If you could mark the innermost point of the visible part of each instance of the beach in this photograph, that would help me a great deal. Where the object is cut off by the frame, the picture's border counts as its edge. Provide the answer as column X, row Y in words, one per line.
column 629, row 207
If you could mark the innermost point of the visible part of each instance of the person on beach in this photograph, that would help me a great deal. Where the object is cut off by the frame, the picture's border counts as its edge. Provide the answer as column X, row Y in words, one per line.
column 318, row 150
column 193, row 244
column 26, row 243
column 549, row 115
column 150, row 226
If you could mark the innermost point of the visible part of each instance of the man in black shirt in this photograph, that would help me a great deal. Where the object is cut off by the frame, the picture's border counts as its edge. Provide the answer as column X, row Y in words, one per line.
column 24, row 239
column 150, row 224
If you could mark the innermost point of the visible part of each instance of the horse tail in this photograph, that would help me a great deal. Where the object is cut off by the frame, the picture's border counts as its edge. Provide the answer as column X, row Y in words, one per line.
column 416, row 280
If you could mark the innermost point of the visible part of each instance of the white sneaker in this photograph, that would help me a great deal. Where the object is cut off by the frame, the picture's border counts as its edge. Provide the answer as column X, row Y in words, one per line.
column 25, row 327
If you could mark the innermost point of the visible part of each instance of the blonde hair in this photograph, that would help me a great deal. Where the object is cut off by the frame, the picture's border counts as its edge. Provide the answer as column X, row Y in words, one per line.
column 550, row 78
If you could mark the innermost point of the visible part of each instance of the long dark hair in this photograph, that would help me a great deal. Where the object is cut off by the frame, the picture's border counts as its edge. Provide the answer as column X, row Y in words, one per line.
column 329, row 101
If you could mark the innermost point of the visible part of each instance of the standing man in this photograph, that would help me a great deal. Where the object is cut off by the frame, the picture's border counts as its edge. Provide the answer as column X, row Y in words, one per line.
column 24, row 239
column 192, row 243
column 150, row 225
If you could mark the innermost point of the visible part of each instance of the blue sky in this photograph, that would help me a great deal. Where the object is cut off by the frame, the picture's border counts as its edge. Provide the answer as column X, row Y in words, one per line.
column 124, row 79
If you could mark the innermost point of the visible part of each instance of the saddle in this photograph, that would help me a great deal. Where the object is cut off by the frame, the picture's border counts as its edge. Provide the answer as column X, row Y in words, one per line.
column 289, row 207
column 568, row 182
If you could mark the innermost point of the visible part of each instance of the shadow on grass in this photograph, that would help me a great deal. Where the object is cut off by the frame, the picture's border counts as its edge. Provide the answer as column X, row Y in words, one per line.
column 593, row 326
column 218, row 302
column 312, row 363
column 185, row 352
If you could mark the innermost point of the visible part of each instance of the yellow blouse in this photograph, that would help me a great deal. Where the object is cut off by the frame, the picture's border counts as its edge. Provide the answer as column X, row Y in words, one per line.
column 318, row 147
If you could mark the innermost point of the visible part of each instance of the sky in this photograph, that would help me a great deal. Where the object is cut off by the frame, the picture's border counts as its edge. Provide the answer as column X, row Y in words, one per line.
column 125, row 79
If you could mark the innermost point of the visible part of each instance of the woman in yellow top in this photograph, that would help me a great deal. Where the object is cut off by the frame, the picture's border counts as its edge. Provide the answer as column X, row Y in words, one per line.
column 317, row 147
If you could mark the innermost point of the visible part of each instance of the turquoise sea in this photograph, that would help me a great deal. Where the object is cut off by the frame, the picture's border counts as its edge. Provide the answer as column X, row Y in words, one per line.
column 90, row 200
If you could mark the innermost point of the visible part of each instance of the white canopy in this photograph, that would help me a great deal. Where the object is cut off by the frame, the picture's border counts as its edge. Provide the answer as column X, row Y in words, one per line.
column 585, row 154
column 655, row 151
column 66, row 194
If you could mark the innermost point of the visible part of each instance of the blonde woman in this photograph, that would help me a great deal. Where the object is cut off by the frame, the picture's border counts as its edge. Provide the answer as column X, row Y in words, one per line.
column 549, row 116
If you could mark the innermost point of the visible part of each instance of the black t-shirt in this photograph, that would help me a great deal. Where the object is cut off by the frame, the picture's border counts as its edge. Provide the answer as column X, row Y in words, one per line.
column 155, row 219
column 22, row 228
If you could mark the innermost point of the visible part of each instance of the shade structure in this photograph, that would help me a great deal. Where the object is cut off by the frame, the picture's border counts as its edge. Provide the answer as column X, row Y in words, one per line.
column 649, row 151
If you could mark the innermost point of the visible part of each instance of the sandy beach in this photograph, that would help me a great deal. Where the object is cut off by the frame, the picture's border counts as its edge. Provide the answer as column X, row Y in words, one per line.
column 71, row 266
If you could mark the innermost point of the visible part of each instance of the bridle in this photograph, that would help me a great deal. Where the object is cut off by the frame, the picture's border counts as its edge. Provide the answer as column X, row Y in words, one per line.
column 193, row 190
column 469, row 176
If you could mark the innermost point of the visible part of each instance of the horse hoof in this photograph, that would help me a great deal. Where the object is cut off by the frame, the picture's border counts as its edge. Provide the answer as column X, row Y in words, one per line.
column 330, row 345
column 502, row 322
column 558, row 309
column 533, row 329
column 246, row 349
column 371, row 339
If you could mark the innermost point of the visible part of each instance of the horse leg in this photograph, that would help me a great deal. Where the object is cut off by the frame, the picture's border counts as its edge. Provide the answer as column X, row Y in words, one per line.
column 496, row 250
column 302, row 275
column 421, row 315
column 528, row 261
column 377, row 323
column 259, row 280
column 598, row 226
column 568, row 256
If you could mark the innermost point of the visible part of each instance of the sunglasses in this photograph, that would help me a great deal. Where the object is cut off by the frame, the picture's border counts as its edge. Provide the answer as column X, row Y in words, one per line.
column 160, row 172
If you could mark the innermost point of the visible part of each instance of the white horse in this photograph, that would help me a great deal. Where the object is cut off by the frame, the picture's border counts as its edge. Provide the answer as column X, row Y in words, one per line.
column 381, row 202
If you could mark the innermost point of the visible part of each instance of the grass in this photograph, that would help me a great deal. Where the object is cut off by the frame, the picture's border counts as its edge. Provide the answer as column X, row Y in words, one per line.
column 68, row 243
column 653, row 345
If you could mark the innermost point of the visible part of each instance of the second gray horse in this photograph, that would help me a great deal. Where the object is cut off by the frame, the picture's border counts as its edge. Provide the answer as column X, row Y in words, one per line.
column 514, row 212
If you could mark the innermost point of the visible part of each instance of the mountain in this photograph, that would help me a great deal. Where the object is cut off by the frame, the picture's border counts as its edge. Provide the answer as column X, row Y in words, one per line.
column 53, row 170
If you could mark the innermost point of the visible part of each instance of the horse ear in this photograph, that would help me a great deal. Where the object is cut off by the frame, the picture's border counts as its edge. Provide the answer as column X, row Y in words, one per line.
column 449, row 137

........

__WHAT YOU NEED TO DO__: Each record above needs to be written out exactly, with nothing left out.

__WRITTEN RESPONSE__:
If you could mark the innermost point of the visible part of each instance of the beach in this photograph, that would help me a great deal. Where the object is cut off by the frame, the picture's border counts as its edge. Provide the answer as column X, row Y in words, one per line.
column 629, row 207
If you could mark the innermost point of the visible part of each instance of the person on beach in this photograph, that would help me a great deal. Where the object is cut off by the frame, the picture's border counts as its edge. Provide the answer as column X, row Y in words, one per line.
column 318, row 150
column 193, row 244
column 26, row 243
column 549, row 115
column 150, row 226
If you could mark the innermost point of the visible part of each instance of the man in black shirt in this photograph, that would help me a great deal. Where the object is cut off by the frame, the picture's border counts as its edge. Provide the answer as column X, row Y in words, one per line.
column 24, row 239
column 150, row 224
If you could mark the innermost point of the visible part of each instance of the horse tail in this photograph, that would help me a great deal. Where the object is cut off by the frame, the picture's border counts as its edge. Provide the answer as column X, row Y in words, one per line.
column 416, row 280
If you could mark the innermost point of the visible part of each instance of the white sneaker in this photograph, that would help me a great deal. Where the object is cut off by the frame, the picture's border counts as its edge. Provide the answer as column X, row Y in words, one per line.
column 25, row 327
If you could mark the innermost point of the visible part of each instance of the blonde hair in this photograph, that would help me a great deal. Where the object is cut off by the frame, the picture's border counts as its edge. Provide the answer as column X, row Y in words, one per line.
column 550, row 78
If you could mark the innermost point of the visible part of each instance of the long dark hair in this photograph, that would help me a great deal. Where the object is cut off by the frame, the picture's border counts as its edge. Provide the answer as column X, row Y in words, one per line.
column 329, row 101
If you could mark the innermost point of the visible part of each instance of the standing man in this photograph, that would help me a great deal. Where the object is cut off by the frame, the picture's border counts as its edge. Provide the answer as column X, row Y in words, one per line.
column 24, row 239
column 192, row 243
column 150, row 225
If you could mark the innermost point of the visible part of each instance of the blue sky in this photograph, that would help me a great deal. Where the object is cut off by the frame, the picture's border counts as its edge. Provide the answer as column X, row Y in words, one per line.
column 124, row 79
If you could mark the innermost point of the visible part of each instance of the saddle in this photograph, that would help me a great deal. Where the object is cut off by the frame, the picture's border counts as its edge. Provide the answer as column X, row Y in words, one per line.
column 289, row 207
column 568, row 182
If you could mark the innermost point of the visible part of each instance of the shadow on grass in this photograph, that would help me a great deal. Where the object is cut off by the frame, the picture's border counts as its edge. Provide the answer as column X, row Y in words, one per line.
column 593, row 326
column 218, row 302
column 312, row 363
column 185, row 352
If you could mark the innermost point of the visible part of each instance of the yellow blouse in this photograph, that would help me a great deal. Where the object is cut off by the frame, the picture's border counts as its edge. Provide the answer as column X, row Y in words, one per line.
column 318, row 147
If you could mark the innermost point of the visible part of each instance of the sky in this photograph, that would help me a great deal. Where the object is cut off by the frame, the picture's border counts as its edge. Provide the answer as column X, row Y in words, one per line.
column 125, row 79
If you could mark the innermost point of the visible part of each instance of the woman in yellow top in this photograph, that would help me a great deal. Where the object is cut off by the frame, the picture's border counts as its edge. Provide the answer as column X, row Y in words, one per line.
column 317, row 147
If you could mark the innermost point of the visible part of each instance of the turquoise sea in this photograph, that would help me a great deal. Where the object is cut off by the frame, the picture's border counts as its edge. Provide the answer as column X, row Y in words, one per line.
column 90, row 200
If you could mark the innermost point of the visible part of each instance of the white canopy in this photograph, that would help me a great deal. Where the object is cut off by the frame, the picture's border counts as its edge. Provide the answer as column X, row Y in words, one per line.
column 585, row 154
column 655, row 151
column 66, row 194
If you could mark the innermost point of the visible part of each instance of the blonde woman in this photograph, that would help me a great deal. Where the object is cut off by the frame, the picture's border counts as its edge. Provide the answer as column X, row Y in words, one per line.
column 549, row 116
If you could mark the innermost point of the visible part of each instance of the black t-shirt in this photograph, that would help me a great deal. Where the object is cut off by the frame, the picture's border counts as its edge. Provide the answer as column X, row Y in words, one per line.
column 155, row 219
column 22, row 228
If you could mark the innermost point of the visible part of each instance of the shade structure in this photograph, that would help me a great deal. Where the object is cut off by the frame, the picture's border counts as its edge. Provide the answer as column X, row Y in words, one per line.
column 649, row 151
If you could mark the innermost point of the visible part of each instance of the sandy beach in this photograph, that would help me a great deal. Where the object is cut off by the frame, the picture's border counts as its edge. Provide the answer as column X, row Y in words, one per line.
column 71, row 266
If you could mark the innermost point of the visible part of each instance of the bridle in this photograph, that would help me a great deal. Where the object is cut off by the frame, the picture's border counts as its edge. Provide the answer as column X, row Y in words, one per line.
column 193, row 190
column 469, row 176
If you could mark the innermost point of the visible part of each instance of the horse hoof in this photograph, that would help me a great deal. Where the object is cut off by the frame, the picture's border counts as its edge. Provide the answer as column X, row Y in words, one per line.
column 330, row 345
column 502, row 322
column 558, row 309
column 533, row 329
column 246, row 349
column 371, row 339
If you could mark the innermost point of the visible part of each instance of the horse leg in this photograph, that would help me a great deal. Where the object is cut off by the frame, the picture's border counts as its edge. Provide the answer as column X, row Y in words, one per line.
column 496, row 250
column 302, row 275
column 421, row 315
column 528, row 261
column 377, row 323
column 259, row 280
column 598, row 226
column 568, row 256
If you could mark the innermost point of the visible part of each instance of the sunglasses in this photograph, that would help me a great deal. Where the object is cut off by the frame, the picture's border counts as its edge. Provide the answer as column X, row Y in words, one per line.
column 160, row 172
If you could mark the innermost point of the visible part of each instance of the white horse in this photograph, that would help me a great deal. Where the object is cut off by the frame, the picture's border counts as its edge. Provide the answer as column X, row Y in words, one per line.
column 381, row 202
If you could mark the innermost point of the visible part of each instance of the grass in this photograph, that would help me a great deal. Where the object is cut off by the frame, the picture's border counts as its edge. Provide the answer as column X, row Y in words, one per line.
column 68, row 243
column 653, row 345
If you could mark the innermost point of the visible part of each instance of the second gray horse in this photograph, that would help me a great deal. Where the object is cut off by the frame, the picture's border counts as its edge. Provide the answer as column X, row Y in words, one per line.
column 514, row 212
If you could mark the innermost point of the visible part of each instance of the mountain in this photograph, that would help me a great deal. Where the object is cut off by the frame, the picture's border counts as its edge. Provide the answer as column X, row Y in words, one per line.
column 53, row 170
If you could mark the innermost point of the visible part of each instance of the horse ear in this photograph, that would help me a great deal. Where the object is cut off by the frame, the picture's border counts as its edge. Provide the answer as column X, row Y in words, one per line.
column 449, row 137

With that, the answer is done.